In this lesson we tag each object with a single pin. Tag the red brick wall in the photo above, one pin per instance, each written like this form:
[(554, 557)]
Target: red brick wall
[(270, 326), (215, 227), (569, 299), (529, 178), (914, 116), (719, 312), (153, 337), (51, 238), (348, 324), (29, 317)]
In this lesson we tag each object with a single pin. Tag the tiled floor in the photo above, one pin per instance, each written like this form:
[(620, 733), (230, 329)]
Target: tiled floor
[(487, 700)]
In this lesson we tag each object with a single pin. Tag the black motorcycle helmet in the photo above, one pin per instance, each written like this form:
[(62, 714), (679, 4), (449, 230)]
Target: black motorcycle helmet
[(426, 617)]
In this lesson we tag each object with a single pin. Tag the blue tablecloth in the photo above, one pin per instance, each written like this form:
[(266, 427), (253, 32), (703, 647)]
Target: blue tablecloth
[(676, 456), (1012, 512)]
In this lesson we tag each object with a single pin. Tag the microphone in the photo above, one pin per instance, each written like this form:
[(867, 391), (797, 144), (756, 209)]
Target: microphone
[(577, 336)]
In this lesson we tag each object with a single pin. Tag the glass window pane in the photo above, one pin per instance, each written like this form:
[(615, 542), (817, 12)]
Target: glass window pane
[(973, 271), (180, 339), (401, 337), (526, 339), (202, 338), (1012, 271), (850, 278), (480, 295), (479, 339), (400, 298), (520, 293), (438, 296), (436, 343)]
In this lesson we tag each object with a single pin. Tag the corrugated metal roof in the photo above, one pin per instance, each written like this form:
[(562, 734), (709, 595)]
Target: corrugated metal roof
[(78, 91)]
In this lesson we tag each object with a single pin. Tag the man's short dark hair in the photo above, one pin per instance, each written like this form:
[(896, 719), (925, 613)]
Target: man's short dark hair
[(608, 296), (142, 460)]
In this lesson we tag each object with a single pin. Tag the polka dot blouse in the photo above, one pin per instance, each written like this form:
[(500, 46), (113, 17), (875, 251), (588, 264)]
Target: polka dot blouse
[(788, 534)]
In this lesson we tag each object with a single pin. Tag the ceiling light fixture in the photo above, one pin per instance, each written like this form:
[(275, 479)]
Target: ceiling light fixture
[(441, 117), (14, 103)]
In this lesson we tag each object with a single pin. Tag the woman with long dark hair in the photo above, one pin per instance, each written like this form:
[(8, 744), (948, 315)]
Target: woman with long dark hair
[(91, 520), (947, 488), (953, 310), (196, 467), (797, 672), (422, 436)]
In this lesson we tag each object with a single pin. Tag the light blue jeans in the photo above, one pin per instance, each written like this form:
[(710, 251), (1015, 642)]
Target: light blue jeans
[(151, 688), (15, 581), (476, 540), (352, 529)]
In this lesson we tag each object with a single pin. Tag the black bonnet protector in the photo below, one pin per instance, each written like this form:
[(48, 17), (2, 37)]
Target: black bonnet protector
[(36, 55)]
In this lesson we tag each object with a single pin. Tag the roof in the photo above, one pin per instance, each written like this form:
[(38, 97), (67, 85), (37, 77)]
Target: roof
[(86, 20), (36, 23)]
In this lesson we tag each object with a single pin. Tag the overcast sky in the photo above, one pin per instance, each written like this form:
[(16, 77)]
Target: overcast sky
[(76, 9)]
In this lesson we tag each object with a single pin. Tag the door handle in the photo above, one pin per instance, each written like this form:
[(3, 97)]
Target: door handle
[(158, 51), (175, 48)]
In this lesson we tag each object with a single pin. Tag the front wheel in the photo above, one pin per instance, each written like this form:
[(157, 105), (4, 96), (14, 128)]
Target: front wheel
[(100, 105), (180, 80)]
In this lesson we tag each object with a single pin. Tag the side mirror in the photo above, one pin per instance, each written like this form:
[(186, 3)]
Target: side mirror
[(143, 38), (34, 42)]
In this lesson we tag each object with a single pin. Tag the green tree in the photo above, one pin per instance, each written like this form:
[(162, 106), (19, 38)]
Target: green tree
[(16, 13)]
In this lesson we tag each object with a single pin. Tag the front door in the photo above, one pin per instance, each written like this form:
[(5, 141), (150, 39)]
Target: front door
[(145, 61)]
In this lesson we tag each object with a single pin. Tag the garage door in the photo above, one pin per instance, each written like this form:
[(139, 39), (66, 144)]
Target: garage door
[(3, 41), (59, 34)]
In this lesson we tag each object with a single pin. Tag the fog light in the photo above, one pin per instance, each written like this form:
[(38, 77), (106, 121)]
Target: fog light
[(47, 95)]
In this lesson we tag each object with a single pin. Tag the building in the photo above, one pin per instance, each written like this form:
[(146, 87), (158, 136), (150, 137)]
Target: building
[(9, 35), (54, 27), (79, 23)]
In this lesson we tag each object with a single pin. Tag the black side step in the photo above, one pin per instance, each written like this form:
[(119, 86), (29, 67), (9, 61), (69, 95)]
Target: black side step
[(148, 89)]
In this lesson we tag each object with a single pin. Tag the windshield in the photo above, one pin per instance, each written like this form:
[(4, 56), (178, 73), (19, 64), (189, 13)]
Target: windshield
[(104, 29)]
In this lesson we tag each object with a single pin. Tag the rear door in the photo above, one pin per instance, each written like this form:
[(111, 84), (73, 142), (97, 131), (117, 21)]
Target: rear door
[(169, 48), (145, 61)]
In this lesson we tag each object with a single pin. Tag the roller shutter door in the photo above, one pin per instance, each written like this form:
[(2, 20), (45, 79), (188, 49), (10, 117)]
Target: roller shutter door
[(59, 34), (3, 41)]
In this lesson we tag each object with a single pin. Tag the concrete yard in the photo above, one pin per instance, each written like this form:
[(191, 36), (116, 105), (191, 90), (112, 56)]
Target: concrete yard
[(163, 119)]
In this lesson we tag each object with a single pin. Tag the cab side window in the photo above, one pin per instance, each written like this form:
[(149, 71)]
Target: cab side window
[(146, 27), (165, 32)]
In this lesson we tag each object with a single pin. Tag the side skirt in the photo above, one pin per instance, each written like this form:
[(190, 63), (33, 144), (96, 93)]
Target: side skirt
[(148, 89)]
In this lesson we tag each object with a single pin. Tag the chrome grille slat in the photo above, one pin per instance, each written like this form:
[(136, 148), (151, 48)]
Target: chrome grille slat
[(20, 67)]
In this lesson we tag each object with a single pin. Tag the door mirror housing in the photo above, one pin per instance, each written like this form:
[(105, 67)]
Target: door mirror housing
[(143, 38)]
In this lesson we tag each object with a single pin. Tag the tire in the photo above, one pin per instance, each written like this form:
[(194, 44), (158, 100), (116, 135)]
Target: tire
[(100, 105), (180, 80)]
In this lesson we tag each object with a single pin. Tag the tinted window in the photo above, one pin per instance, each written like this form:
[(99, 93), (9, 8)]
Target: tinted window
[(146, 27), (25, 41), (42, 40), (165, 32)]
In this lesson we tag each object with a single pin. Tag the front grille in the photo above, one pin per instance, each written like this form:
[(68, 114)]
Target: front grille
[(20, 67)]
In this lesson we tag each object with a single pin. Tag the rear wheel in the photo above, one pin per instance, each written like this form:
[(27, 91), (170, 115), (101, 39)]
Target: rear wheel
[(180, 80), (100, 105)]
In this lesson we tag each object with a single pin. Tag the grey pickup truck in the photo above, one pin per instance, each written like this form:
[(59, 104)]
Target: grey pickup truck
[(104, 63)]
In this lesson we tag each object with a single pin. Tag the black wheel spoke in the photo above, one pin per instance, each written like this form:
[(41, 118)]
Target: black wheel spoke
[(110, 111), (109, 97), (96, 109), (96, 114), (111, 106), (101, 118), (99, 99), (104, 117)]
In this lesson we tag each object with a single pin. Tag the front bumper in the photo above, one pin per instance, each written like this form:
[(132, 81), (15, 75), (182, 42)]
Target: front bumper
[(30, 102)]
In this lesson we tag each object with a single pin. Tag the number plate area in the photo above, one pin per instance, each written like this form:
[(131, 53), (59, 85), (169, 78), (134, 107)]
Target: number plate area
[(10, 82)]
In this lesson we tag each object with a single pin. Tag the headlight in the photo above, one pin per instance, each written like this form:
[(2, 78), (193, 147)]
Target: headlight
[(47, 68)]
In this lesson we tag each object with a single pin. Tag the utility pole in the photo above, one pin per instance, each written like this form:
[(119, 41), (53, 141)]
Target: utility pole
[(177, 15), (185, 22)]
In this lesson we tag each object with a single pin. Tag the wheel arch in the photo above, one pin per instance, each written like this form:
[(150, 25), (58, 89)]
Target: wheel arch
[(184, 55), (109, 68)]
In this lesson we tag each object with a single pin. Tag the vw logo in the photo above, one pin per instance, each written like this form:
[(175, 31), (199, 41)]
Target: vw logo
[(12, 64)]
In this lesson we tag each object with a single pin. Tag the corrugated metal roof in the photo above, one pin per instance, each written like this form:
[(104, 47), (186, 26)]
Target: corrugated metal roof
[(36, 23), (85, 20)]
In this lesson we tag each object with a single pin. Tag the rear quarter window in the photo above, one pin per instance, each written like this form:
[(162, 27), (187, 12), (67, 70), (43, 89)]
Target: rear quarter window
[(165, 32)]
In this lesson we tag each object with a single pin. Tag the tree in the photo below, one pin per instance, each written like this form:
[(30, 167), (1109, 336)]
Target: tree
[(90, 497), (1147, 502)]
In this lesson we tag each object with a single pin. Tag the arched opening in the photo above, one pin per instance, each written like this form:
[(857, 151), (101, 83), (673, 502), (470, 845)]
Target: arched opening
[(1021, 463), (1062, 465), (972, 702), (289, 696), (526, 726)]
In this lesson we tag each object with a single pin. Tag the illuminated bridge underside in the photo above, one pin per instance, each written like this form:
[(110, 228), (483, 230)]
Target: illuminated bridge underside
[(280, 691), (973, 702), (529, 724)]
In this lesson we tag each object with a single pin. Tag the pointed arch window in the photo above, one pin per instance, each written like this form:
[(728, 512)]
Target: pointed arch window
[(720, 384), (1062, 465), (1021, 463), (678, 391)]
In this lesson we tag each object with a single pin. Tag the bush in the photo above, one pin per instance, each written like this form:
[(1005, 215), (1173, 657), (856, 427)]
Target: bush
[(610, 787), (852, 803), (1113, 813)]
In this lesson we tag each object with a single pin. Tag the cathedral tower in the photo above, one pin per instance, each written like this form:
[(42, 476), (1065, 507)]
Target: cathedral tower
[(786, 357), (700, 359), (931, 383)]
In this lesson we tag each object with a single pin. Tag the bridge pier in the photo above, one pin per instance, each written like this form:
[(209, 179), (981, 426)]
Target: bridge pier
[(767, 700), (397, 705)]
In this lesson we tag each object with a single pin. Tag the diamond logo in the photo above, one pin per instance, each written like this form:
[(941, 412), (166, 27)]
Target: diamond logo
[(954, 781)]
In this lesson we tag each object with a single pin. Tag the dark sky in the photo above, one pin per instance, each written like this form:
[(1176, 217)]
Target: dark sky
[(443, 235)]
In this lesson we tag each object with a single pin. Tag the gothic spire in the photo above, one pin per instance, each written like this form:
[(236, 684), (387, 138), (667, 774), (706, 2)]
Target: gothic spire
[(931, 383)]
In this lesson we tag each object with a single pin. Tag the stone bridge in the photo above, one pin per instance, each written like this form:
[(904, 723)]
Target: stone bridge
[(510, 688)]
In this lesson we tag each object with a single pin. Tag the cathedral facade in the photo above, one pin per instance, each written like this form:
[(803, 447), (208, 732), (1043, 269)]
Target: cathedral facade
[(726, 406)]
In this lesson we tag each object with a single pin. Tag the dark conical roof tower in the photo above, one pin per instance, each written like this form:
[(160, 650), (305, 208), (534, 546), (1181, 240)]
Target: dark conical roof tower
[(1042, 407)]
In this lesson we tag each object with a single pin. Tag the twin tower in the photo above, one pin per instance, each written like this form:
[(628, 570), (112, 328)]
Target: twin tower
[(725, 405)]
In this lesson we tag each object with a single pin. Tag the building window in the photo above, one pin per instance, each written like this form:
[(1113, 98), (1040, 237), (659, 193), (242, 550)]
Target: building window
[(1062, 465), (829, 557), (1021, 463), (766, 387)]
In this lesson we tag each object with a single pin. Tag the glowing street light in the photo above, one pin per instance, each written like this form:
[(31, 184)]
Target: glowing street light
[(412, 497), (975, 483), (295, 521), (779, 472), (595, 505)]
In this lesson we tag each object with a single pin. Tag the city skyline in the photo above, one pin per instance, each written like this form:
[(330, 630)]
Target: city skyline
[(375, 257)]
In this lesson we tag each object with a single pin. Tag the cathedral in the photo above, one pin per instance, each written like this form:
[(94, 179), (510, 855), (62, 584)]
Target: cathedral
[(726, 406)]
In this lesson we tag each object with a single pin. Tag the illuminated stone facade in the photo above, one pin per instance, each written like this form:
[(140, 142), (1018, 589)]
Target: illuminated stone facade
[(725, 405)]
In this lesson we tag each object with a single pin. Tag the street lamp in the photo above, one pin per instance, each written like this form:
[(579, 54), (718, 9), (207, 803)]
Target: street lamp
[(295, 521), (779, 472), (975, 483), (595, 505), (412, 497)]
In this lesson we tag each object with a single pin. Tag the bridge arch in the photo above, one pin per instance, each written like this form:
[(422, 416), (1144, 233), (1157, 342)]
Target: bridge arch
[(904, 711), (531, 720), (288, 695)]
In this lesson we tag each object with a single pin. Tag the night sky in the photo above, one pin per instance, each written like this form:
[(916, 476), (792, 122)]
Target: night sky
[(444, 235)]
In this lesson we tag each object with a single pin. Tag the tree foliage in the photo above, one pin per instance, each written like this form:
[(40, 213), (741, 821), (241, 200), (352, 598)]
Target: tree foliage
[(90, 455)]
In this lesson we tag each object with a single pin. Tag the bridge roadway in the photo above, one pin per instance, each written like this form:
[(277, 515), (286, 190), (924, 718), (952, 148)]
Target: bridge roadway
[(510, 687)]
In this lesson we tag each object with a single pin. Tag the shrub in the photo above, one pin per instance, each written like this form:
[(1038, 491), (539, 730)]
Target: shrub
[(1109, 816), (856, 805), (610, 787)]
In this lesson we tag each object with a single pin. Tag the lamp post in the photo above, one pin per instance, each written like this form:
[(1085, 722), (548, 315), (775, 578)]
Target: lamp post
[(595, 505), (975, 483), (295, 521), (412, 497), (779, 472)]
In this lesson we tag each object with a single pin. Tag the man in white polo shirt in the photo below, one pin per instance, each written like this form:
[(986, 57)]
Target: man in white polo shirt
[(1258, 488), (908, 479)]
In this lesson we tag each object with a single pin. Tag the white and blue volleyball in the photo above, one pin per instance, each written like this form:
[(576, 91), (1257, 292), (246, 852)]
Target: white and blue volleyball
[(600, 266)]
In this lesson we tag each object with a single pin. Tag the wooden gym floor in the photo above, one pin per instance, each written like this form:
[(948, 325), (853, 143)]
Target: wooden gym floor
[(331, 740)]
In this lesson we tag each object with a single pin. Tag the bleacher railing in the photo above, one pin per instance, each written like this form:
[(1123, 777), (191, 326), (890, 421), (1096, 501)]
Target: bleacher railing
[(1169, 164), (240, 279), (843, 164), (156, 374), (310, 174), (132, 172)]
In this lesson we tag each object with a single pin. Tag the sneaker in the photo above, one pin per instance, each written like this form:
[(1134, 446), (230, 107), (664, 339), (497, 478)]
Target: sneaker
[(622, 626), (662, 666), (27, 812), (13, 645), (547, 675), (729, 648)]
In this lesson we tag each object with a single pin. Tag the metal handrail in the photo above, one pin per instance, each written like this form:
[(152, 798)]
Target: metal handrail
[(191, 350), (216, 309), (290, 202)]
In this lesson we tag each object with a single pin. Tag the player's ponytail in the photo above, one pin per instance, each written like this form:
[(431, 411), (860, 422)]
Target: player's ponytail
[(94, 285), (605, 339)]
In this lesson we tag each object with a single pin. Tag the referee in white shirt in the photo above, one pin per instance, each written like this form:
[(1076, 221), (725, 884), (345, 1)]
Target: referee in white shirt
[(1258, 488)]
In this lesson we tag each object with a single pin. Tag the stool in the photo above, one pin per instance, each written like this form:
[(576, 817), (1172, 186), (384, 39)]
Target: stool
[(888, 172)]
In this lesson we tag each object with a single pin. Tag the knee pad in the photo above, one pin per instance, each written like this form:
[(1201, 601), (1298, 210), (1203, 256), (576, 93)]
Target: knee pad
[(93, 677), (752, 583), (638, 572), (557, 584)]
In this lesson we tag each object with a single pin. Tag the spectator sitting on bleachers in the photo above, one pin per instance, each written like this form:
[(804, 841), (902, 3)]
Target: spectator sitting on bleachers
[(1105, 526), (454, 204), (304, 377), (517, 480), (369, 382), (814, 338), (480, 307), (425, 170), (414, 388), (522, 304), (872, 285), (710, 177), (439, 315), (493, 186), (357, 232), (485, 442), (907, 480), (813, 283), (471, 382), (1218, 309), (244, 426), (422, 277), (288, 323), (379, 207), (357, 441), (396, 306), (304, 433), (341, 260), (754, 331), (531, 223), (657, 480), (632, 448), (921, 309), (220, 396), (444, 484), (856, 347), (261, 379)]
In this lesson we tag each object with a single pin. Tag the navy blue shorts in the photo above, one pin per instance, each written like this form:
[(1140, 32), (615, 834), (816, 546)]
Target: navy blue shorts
========
Rewrite the rows from the first one through the line containing "[(608, 296), (142, 460)]", putting "marker" in place of "pin" and leaving everything else as it stands.

In this lesson we tag each object with a single marker. Tag the red brick wall in the photo above, one marker per instance, each written like this form:
[(554, 557)]
Target: red brick wall
[(270, 326), (215, 227), (569, 299), (529, 178), (914, 116), (719, 312), (153, 337), (51, 238), (348, 324), (29, 317)]
In this lesson we tag each object with a single marker. Tag the tiled floor in the photo above, one marker per instance, each written like this form:
[(620, 733), (230, 329)]
Target: tiled floor
[(487, 700)]
In this lesson we tag each object with a single marker. Tag the black motorcycle helmet in the photo above, one marker per instance, each written like this form:
[(62, 714), (679, 4), (449, 230)]
Target: black motorcycle helmet
[(426, 617)]
In this lesson we tag each object with a single marker. Tag the blue tablecloth in the photo above, one marker per instance, each written like this form:
[(266, 427), (253, 32), (703, 647)]
Target: blue tablecloth
[(676, 456), (1012, 512)]
In this lesson we tag each object with a single marker. Tag the microphone in the photo above, one marker per instance, each written like this form:
[(867, 391), (797, 144), (756, 209)]
Target: microphone
[(577, 336)]
In this lesson we tag each object with a single marker. Tag the glass window pane in the photo above, one marker per instance, each written like this form:
[(615, 542), (817, 12)]
Target: glass window pane
[(973, 271), (180, 339), (401, 337), (526, 339), (202, 338), (1012, 271), (850, 278), (480, 295), (479, 339), (400, 298), (520, 293), (438, 296), (436, 343)]
In this lesson we tag each object with a single marker. Tag the corrugated metal roof in the photo above, one marker per instance, each written like this form:
[(562, 734), (709, 595)]
Target: corrugated metal roof
[(78, 91)]
In this lesson we tag each object with a single marker. Tag the man's short dark hair in the photo above, one marker per instance, each written like this form:
[(896, 719), (925, 613)]
Target: man's short dark hair
[(608, 296), (142, 460)]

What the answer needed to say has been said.